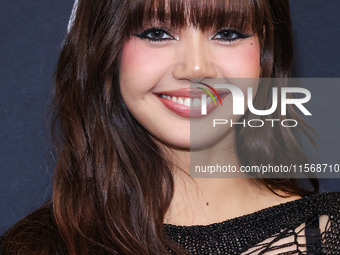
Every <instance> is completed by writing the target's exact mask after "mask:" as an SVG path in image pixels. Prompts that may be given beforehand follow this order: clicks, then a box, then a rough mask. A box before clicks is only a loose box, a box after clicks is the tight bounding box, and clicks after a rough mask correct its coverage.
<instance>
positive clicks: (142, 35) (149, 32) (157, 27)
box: [135, 27, 176, 42]
mask: <svg viewBox="0 0 340 255" xmlns="http://www.w3.org/2000/svg"><path fill="white" fill-rule="evenodd" d="M157 31H158V32H162V33H164V34H166V35H168V36H169V37H170V38H164V39H154V38H151V37H149V36H148V34H150V33H152V32H157ZM135 36H137V37H139V38H141V39H146V40H148V41H151V42H163V41H168V40H176V38H175V37H173V36H172V35H170V33H169V32H168V31H167V30H166V29H165V28H162V27H153V28H149V29H147V30H145V31H143V32H142V33H140V34H135Z"/></svg>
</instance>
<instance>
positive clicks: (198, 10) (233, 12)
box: [127, 0, 270, 36]
mask: <svg viewBox="0 0 340 255" xmlns="http://www.w3.org/2000/svg"><path fill="white" fill-rule="evenodd" d="M269 13H270V12H269ZM267 15H268V4H266V1H264V0H200V1H195V0H137V1H131V4H130V6H129V10H128V17H127V19H128V20H127V23H128V30H127V31H128V33H129V36H131V35H132V33H134V32H137V31H140V30H142V29H146V28H150V26H155V25H157V26H158V25H164V26H166V27H169V28H175V29H177V28H183V27H186V26H189V25H192V26H193V27H195V28H199V29H200V30H202V31H205V30H207V29H214V30H218V29H221V28H232V29H237V30H239V31H242V32H248V33H255V34H260V33H262V32H263V27H264V25H265V21H266V19H268V16H267Z"/></svg>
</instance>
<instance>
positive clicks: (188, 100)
mask: <svg viewBox="0 0 340 255" xmlns="http://www.w3.org/2000/svg"><path fill="white" fill-rule="evenodd" d="M216 91H217V93H218V94H219V96H220V97H221V100H222V99H224V98H225V97H226V96H227V95H228V94H230V92H229V91H227V90H216ZM210 92H211V94H212V95H213V96H214V98H215V101H216V102H217V105H215V103H214V101H213V99H212V98H211V97H210V96H209V95H208V94H207V93H206V92H205V91H203V90H200V89H196V88H183V89H177V90H170V91H160V92H155V93H154V95H155V96H157V98H158V99H159V100H160V101H161V102H162V103H163V105H164V106H165V107H166V108H168V109H169V110H170V111H172V112H173V113H175V114H176V115H179V116H181V117H185V118H200V117H204V116H205V115H202V114H201V97H202V95H204V94H205V95H207V114H209V113H210V112H212V111H213V110H214V109H216V108H217V107H218V105H220V102H219V100H218V98H217V95H215V94H214V93H213V92H212V91H210Z"/></svg>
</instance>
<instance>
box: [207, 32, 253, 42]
mask: <svg viewBox="0 0 340 255" xmlns="http://www.w3.org/2000/svg"><path fill="white" fill-rule="evenodd" d="M250 36H251V35H248V34H244V33H241V32H240V31H237V30H232V29H223V30H221V31H219V32H218V33H217V34H215V35H214V36H212V37H211V38H210V39H211V40H219V41H224V42H233V41H236V40H238V39H244V38H248V37H250Z"/></svg>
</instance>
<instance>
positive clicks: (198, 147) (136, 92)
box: [120, 27, 299, 225]
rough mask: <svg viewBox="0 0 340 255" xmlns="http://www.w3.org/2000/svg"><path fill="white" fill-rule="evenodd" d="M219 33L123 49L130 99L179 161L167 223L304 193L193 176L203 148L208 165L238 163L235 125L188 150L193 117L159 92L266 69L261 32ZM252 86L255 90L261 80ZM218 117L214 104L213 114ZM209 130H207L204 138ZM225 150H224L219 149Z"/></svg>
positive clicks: (169, 222) (190, 218)
mask: <svg viewBox="0 0 340 255" xmlns="http://www.w3.org/2000/svg"><path fill="white" fill-rule="evenodd" d="M219 31H220V30H217V31H213V30H210V31H205V32H202V31H200V30H198V29H196V28H193V27H186V28H184V29H181V30H179V31H171V30H170V31H169V35H171V38H172V39H171V40H165V41H161V42H153V41H149V40H146V39H141V38H139V37H137V36H133V37H131V38H130V40H128V41H127V42H126V43H125V45H124V47H123V51H122V58H121V66H120V88H121V93H122V97H123V99H124V102H125V103H126V105H127V107H128V109H129V110H130V112H131V113H132V115H133V116H134V117H135V118H136V119H137V120H138V121H139V123H140V124H141V125H142V126H144V127H145V128H146V129H147V130H148V131H149V132H150V134H152V135H153V137H154V138H155V141H156V142H157V143H158V144H159V146H161V147H162V148H164V150H166V151H169V152H170V155H171V160H172V162H173V164H174V165H173V167H172V168H173V173H174V181H175V195H174V198H173V200H172V204H171V206H170V208H169V210H168V212H167V214H166V215H165V223H172V224H177V225H197V224H199V225H206V224H210V223H214V222H220V221H223V220H226V219H231V218H234V217H237V216H241V215H244V214H248V213H252V212H255V211H257V210H260V209H263V208H266V207H269V206H273V205H276V204H279V203H282V202H287V201H291V200H294V199H298V198H299V197H290V198H287V199H285V198H280V197H277V196H275V195H274V194H272V193H271V192H269V191H268V190H266V189H264V188H263V187H258V186H256V185H255V184H254V183H253V182H251V181H250V180H249V179H247V178H237V179H231V178H219V179H213V178H198V179H193V178H191V177H190V176H188V173H189V171H190V170H189V169H190V156H193V155H195V153H199V154H198V155H199V156H197V157H196V158H200V159H201V160H202V162H205V163H207V164H209V162H223V163H225V164H231V165H236V166H238V165H239V161H238V157H237V153H236V148H235V130H234V129H233V128H229V129H227V128H225V127H223V129H219V130H215V132H213V133H211V132H201V133H200V134H201V135H199V136H197V139H195V140H199V143H200V144H199V145H202V144H204V143H206V144H209V146H206V147H204V146H203V147H201V148H200V149H197V150H196V151H191V152H190V147H191V146H192V143H193V141H192V143H190V138H191V136H190V125H191V124H192V123H193V122H191V120H190V119H189V118H184V117H181V116H178V115H176V114H175V113H173V112H172V111H170V110H169V109H167V108H166V107H165V106H164V105H163V104H162V103H161V102H160V100H159V99H158V98H157V96H155V95H154V94H153V93H154V92H160V91H169V90H176V89H180V88H189V87H190V80H201V79H208V80H209V79H213V78H225V79H229V78H258V77H259V76H260V73H261V66H260V45H259V42H258V38H257V36H256V35H251V36H250V37H248V38H244V39H239V40H236V41H233V42H228V41H222V40H216V38H218V33H219ZM140 32H142V31H140ZM166 36H167V35H166ZM209 38H210V39H209ZM253 87H254V89H255V92H256V89H257V85H256V84H255V85H254V86H253ZM241 89H242V90H243V91H245V89H246V88H245V87H242V88H241ZM254 94H255V93H254ZM231 102H232V101H231V100H230V98H228V97H227V98H225V100H224V101H223V104H224V105H225V106H226V107H227V108H228V107H229V108H231ZM218 114H219V110H217V109H216V110H215V111H213V113H212V114H211V116H213V117H215V116H217V115H218ZM228 115H229V116H224V118H227V119H228V118H233V119H234V120H237V119H238V118H239V116H238V117H235V116H232V114H231V112H229V113H228ZM198 121H199V120H198ZM207 133H208V134H209V135H205V134H207ZM197 148H199V146H198V147H197ZM221 150H223V151H224V152H225V153H223V154H221V153H217V152H220V151H221ZM221 155H222V156H223V157H221Z"/></svg>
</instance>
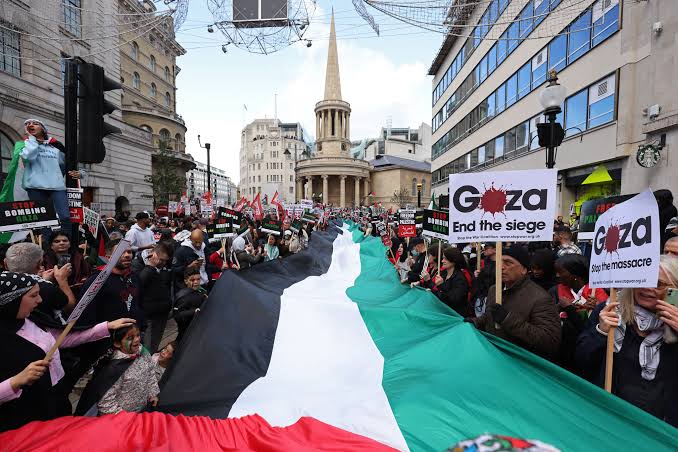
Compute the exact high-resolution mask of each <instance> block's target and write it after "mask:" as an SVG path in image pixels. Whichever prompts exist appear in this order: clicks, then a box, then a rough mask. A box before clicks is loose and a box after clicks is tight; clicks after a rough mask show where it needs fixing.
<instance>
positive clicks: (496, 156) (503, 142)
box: [494, 135, 504, 159]
mask: <svg viewBox="0 0 678 452" xmlns="http://www.w3.org/2000/svg"><path fill="white" fill-rule="evenodd" d="M503 156H504V135H501V136H498V137H497V138H495V139H494V158H496V159H498V158H501V157H503Z"/></svg>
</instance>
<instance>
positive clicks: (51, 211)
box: [0, 201, 59, 232]
mask: <svg viewBox="0 0 678 452" xmlns="http://www.w3.org/2000/svg"><path fill="white" fill-rule="evenodd" d="M0 212H1V214H0V232H13V231H21V230H27V229H33V228H43V227H49V226H57V225H58V224H59V221H58V220H57V217H56V212H55V211H54V205H53V204H52V202H51V201H13V202H0Z"/></svg>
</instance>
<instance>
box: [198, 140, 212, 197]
mask: <svg viewBox="0 0 678 452" xmlns="http://www.w3.org/2000/svg"><path fill="white" fill-rule="evenodd" d="M198 145H200V147H201V148H203V149H205V150H206V151H207V191H208V192H210V193H212V167H211V166H210V144H209V143H205V146H203V145H202V143H201V142H200V135H198Z"/></svg>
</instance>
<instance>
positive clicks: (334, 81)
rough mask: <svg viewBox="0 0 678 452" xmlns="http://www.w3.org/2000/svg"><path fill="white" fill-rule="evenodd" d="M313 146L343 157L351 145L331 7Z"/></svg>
mask: <svg viewBox="0 0 678 452" xmlns="http://www.w3.org/2000/svg"><path fill="white" fill-rule="evenodd" d="M315 122H316V133H315V136H316V149H317V151H318V156H319V157H320V156H322V157H330V156H339V157H347V156H348V155H349V150H350V147H351V140H350V130H351V129H350V122H351V105H350V104H349V103H348V102H345V101H343V100H342V99H341V79H340V77H339V55H338V53H337V36H336V33H335V30H334V10H332V20H331V22H330V43H329V47H328V49H327V68H326V70H325V98H324V99H323V100H321V101H320V102H318V103H317V104H316V105H315Z"/></svg>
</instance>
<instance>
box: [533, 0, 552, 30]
mask: <svg viewBox="0 0 678 452" xmlns="http://www.w3.org/2000/svg"><path fill="white" fill-rule="evenodd" d="M548 13H549V0H534V27H535V28H537V25H539V24H540V23H541V21H542V20H544V19H545V18H546V16H547V14H548Z"/></svg>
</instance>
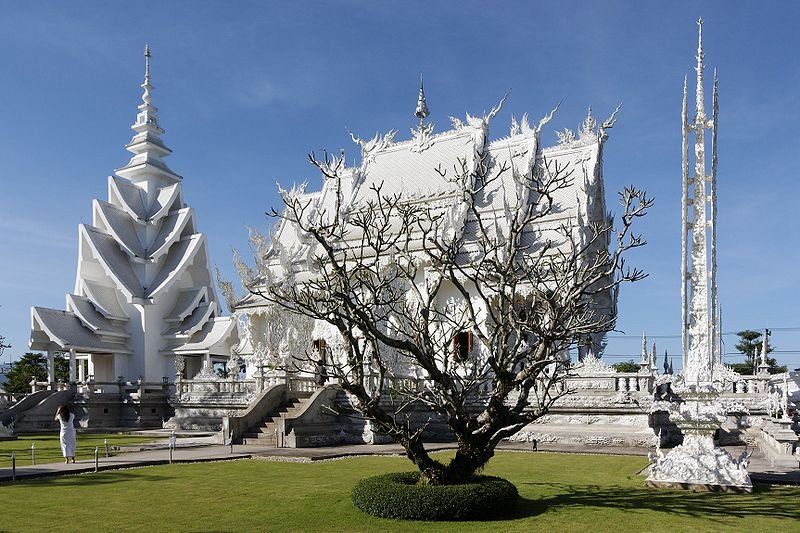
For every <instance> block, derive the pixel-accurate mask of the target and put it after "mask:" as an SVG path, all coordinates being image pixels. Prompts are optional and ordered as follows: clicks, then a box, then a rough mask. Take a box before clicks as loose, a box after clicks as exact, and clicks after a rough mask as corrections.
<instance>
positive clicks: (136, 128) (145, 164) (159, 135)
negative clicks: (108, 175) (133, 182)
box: [116, 45, 181, 191]
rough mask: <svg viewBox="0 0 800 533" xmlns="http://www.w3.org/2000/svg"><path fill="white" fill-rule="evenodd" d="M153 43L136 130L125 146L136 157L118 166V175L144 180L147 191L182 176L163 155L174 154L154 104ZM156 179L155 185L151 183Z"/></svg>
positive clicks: (145, 62)
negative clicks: (178, 174) (162, 127)
mask: <svg viewBox="0 0 800 533" xmlns="http://www.w3.org/2000/svg"><path fill="white" fill-rule="evenodd" d="M150 58H151V54H150V46H149V45H145V48H144V82H143V83H142V85H141V87H142V90H143V92H142V103H141V104H139V107H138V109H139V112H138V113H137V114H136V121H135V122H134V123H133V125H132V126H131V129H132V130H133V131H134V132H136V134H135V135H134V136H133V138H132V139H131V140H130V142H129V143H128V144H127V145H125V149H126V150H128V151H129V152H131V153H132V154H134V155H133V157H132V158H131V160H130V161H129V162H128V164H127V165H125V166H124V167H122V168H120V169H117V171H116V172H117V174H118V175H119V176H122V177H124V178H128V179H130V180H131V181H132V182H134V183H140V184H142V185H143V188H144V189H145V190H146V191H152V190H154V189H156V188H157V187H159V186H161V185H164V184H168V183H174V182H176V181H180V180H181V177H180V176H179V175H177V174H176V173H175V172H173V171H172V169H170V168H169V167H168V166H167V164H166V163H165V162H164V161H163V159H162V158H164V157H167V156H168V155H170V154H171V153H172V150H170V149H169V148H168V147H167V145H166V144H164V141H163V140H162V139H161V135H163V134H164V130H163V129H162V128H161V126H160V125H159V123H158V108H157V107H156V106H154V105H153V85H152V83H151V82H150ZM151 182H152V186H150V185H149V184H150V183H151Z"/></svg>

━━━━━━━━━━

INSTRUCTIONS FOR THE TASK
Extract every line of the entries above that contains the word "image", treating uppercase and lowercase letters as different.

THE COMPLETED TASK
Every <instance> is completed by writing the target's exact mask after "mask:" as an SVG path in image pixels. Prompts that may be given beforehand follow this order: clicks, then a box, then a rough mask. A box before clicks is only a loose box, a box after clicks is the tight bounding box, and clicks after a rough mask correct its coverage.
Compute the exact high-resolution mask of each <instance> block's target and write it after "mask:" as an SVG path in image pixels. Whichever prompts exist appear in this order: clicks, then a box, then a rough mask. A box before clicks is loose and a box after clicks is tight; clicks after a rough mask show where it needs fixing.
For every <instance> block, derive the pixel-accurate mask of the target and put it after "mask:" as an SVG path, all coordinates being image pixels. Prompts are optional and ordered as follows: clicks, then a box, then a rough mask. Take a box before clicks as loose, a box after clicks as exact, and clicks after a rough mask as corrections.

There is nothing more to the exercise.